Copy every record below verbatim, keeping each line in its original order and wording.
:: Records for this exercise ::
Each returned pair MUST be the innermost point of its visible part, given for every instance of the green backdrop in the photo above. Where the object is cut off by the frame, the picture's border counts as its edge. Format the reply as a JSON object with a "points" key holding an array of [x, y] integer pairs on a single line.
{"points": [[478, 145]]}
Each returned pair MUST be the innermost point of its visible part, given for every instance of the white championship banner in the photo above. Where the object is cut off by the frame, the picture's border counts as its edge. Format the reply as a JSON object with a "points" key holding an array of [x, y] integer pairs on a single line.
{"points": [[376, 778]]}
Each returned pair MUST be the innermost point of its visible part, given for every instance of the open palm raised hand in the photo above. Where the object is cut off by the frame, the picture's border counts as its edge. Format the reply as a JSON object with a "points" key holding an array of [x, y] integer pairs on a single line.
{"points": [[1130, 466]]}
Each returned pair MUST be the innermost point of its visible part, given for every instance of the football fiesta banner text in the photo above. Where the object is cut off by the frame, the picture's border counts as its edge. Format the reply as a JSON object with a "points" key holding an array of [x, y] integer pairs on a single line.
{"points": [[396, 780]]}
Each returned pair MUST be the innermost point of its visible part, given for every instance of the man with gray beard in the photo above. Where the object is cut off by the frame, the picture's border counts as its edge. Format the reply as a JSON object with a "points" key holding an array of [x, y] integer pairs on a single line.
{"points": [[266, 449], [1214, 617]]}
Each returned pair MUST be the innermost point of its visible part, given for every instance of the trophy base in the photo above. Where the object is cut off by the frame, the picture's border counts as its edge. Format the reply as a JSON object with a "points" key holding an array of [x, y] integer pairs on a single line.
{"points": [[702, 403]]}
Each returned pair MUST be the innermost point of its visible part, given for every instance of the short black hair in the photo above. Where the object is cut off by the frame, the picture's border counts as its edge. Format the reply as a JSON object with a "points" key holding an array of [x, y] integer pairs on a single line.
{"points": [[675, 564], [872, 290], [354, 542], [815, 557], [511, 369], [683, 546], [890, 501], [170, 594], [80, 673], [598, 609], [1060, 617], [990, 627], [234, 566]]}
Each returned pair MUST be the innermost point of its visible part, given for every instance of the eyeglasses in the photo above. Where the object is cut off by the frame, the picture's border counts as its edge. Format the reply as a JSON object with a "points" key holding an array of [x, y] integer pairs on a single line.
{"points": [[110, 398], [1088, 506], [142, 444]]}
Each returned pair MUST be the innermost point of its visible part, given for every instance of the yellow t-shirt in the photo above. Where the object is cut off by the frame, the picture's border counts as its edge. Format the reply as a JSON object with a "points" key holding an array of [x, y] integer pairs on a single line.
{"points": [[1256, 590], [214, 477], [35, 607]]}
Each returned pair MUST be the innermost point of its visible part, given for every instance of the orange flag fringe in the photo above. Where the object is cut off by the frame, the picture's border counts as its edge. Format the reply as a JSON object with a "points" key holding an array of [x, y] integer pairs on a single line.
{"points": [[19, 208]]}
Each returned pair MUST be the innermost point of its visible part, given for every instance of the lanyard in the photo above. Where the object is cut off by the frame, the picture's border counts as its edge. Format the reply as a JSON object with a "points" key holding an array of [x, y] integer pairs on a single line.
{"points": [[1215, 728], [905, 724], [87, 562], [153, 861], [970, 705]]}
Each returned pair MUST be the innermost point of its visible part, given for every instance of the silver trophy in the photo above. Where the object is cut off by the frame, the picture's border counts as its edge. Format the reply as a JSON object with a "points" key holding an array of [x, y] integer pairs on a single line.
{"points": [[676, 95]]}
:::
#### Exercise solution:
Each returned pair MUST be the innermost point of its visible part, given for every instance of the green backdrop in the photo above. Where the object is cut off by the frame, the picture's border counts as its edge. Format the reply as a JSON object with a "points" key holding an array of [x, y] integer pairs on a single line.
{"points": [[478, 145]]}
Each returned pair MUST be the innermost point of its visible part, given for every instance of the white championship banner in the photo above. Where the object is cut off by the frame, the picture's border counts as its edge. Format the reply as a JSON object with a "points" key holding an array of [x, y] integer pairs on a single line.
{"points": [[376, 778]]}
Each returned pair MUST be the innermost point of its visible part, given for every instance of the open palm raised hand in the photo above. Where the object is cut off by the frame, the picture's border counts as its edge. Format the reply as a JSON object with a "points" key holding an array of [x, y] integer pairs on a single line.
{"points": [[1130, 466]]}
Each returned pair MUST be the innermost point of its visible part, given for every instance of the football fiesta banner text in the photo above. Where the object is cut off by the frame, the picture's border counts as its edge. Format the reply as a JSON object with a "points" key holding an array of [x, y] integer pairs on a single line.
{"points": [[396, 780]]}
Each returned pair MUST be the innermost point of its visible part, given for every instance of the man with gray beard in the photo above. Where the object is cut off by the frame, the picture's border counts as its edge. Format the reply as a JSON object with a "points" key holding an array of [x, y] integer pairs on a single line.
{"points": [[266, 449], [1214, 617]]}
Each returned pair MUST be the innermost point of its visible part, given for every instance of the trophy base in the photo above. Where the object is cut off by the frame, the picture's border counts as its edge. Format the reply as a JSON object with a "points" key holding an array of [x, y] integer pairs on a single line.
{"points": [[702, 403]]}
Each returned pair MUST be the innermost point of its visible part, given for every instance of the short black hair in the photo above. Where the object is cut off by the frame, the picture's border counts as its edge. Format the reply as a JSON object with a "points" key holding an array of [x, y] integer pairs on a single line.
{"points": [[675, 564], [872, 290], [354, 542], [815, 557], [511, 369], [683, 546], [890, 501], [170, 594], [80, 673], [598, 609], [1060, 617], [990, 627], [234, 566]]}
Each returned pair MUST be the innermost point of its visible part, given for every instance of the eyeglasses in the photo above. Where the object is cut off by the frame, the picture's border counts as its edge. Format the reply as a JSON object with a "points" key holding an array of [x, y] integer pairs on a single line.
{"points": [[110, 398], [1088, 506], [142, 444]]}
Each returned pair MUST be the innermost point of its visible part, given for every instance of the yellow t-shirt in the photo above. Where the object is cut off by the frame, the picture's border counts as its edge. Format the reply as a JSON object with a "points" key holding an array of [x, y] integer pairs on a single line.
{"points": [[1256, 590], [214, 477], [35, 607]]}
Each returned pair MUST be the innermost point of its visible part, given for every instance of the orange flag fringe in the photo above. Where the object is cut off by the frame, the picture's border counts as its edge. Format the reply as a JSON object with a "points" key holding an array of [x, y] integer pairs on a single line.
{"points": [[19, 208]]}
Each returned pair MUST be the innermost point of its visible part, given for every instance of the lanyard in the photo above. Where the object is cut off by the frame, the picture's border counts as its edge. Format the reply as a JSON object with a "points" key holding an array of [x, y] integer pairs on a single line.
{"points": [[1215, 728], [905, 724], [87, 562], [153, 861], [970, 705]]}
Each returned pair MUST be the innermost point of its visible part, given for every instance of the silver trophy in the photo above. Where the object is cut off by the frame, the picture's border counts as its edge. Format the reply as a JSON object with a "points" key holding an array of [x, y] integer pairs on a single line.
{"points": [[676, 95]]}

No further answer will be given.